## GOAL OF THE EXERCISE
Reproduce precisely the lines of the listing below, starting with the line that contains "Target: catcher's helmet" and stopping after the line that contains "Each instance of the grass"; include nothing else.

## RECORDED DATA
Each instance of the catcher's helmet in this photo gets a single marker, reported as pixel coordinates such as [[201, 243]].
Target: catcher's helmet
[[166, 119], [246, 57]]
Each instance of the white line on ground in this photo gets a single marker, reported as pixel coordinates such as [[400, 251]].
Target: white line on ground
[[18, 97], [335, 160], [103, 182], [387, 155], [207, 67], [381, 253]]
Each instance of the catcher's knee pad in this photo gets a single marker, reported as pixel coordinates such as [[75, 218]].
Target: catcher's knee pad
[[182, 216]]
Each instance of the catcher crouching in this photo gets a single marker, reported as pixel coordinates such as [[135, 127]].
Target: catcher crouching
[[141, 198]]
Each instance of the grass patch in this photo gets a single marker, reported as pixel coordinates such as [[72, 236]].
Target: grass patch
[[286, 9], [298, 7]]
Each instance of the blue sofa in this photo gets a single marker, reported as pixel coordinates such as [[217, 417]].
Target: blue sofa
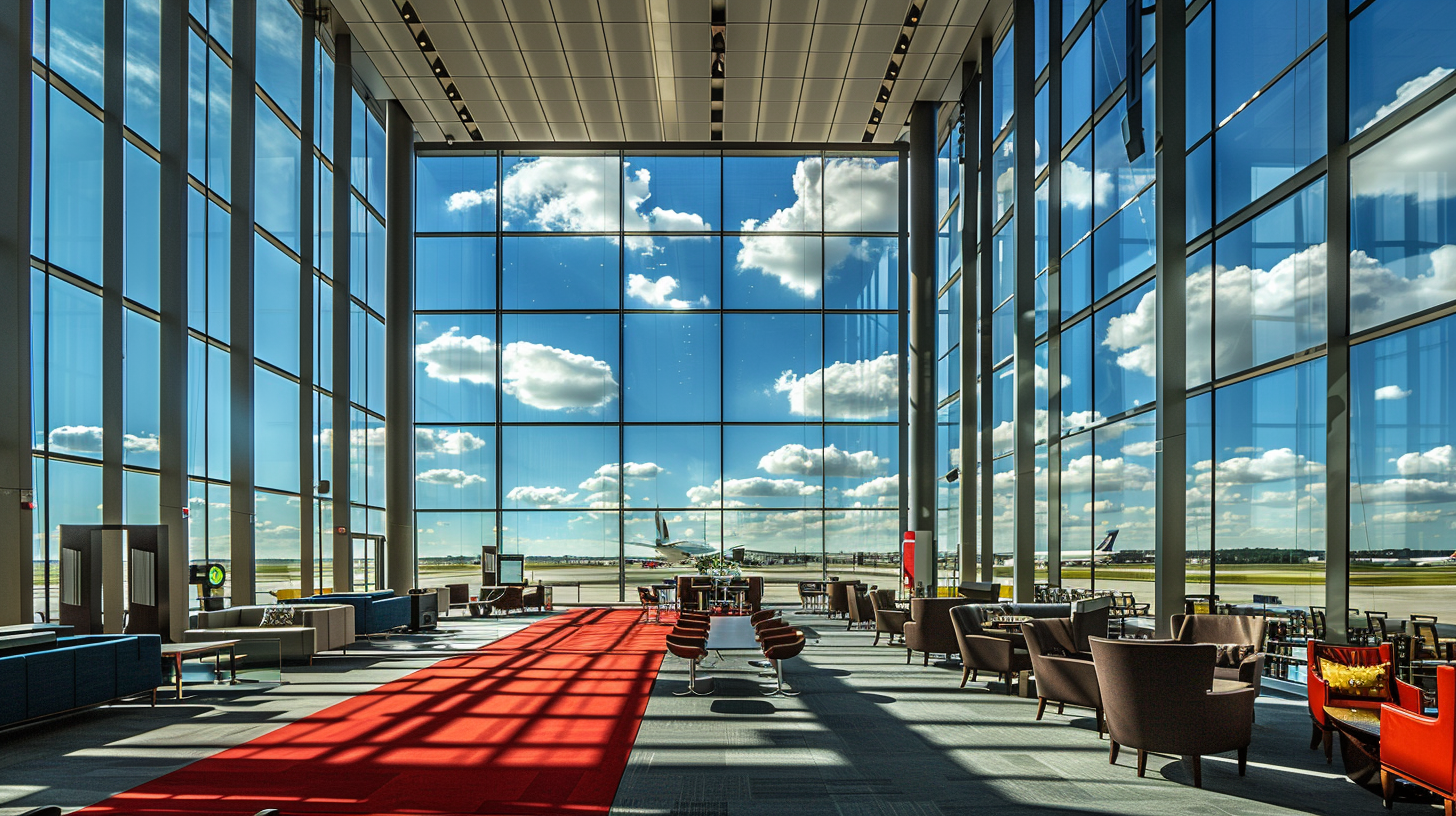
[[373, 611], [73, 672]]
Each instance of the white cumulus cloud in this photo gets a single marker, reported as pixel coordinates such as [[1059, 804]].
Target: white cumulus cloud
[[658, 292], [858, 194], [539, 496], [852, 391], [430, 442], [797, 459], [453, 477]]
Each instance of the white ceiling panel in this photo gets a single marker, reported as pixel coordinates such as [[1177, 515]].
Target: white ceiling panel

## YOUR SOLUTION
Target: catcher's helmet
[[166, 119], [246, 57]]
Each instance of the white line on ground in this photo gets a single marker, reported as pixel coordinates such as [[400, 251]].
Target: white line on ground
[[18, 97], [335, 160], [103, 182], [387, 155], [207, 67], [381, 253]]
Each instance of the catcher's knee pad in this photo gets a single marker, reported as pixel coordinates such as [[75, 218]].
Target: catcher's knee pad
[[182, 216]]
Each instance of the catcher crouching in this photo gets a single marker, reported as pixel coordinates such as [[135, 127]].
Target: catcher crouching
[[141, 198]]
Each instance of the grass patch in this photo gets a single marker, reported as pixel coordinates such as [[72, 236]].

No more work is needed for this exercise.